* [Entradas proporcionadas]
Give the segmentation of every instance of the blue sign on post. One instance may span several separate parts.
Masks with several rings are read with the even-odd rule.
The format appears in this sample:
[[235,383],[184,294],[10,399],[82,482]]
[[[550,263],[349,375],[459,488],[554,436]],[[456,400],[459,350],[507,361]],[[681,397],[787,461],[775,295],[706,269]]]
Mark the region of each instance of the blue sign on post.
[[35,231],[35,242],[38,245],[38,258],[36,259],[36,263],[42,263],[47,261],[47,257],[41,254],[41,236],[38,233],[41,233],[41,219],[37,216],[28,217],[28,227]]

* [Qué se pide] ¿Puedes transcribir sin ningún cambio todas las líneas de arriba?

* [Tarea resuelta]
Give the segmentation of every instance of the blue sign on post. One instance may span several separate parts.
Masks with several rings are read with the even-odd rule.
The format appears in this sample:
[[235,383],[184,294],[10,399],[82,482]]
[[[550,263],[349,375],[459,488],[554,436]],[[456,400],[459,350],[507,361]],[[681,397],[787,461],[775,295],[706,269]]]
Mark the region of each instance of the blue sign on post.
[[35,231],[35,242],[38,245],[38,258],[36,259],[36,263],[42,263],[47,261],[47,257],[41,254],[41,236],[38,233],[41,233],[41,219],[37,216],[28,217],[28,227]]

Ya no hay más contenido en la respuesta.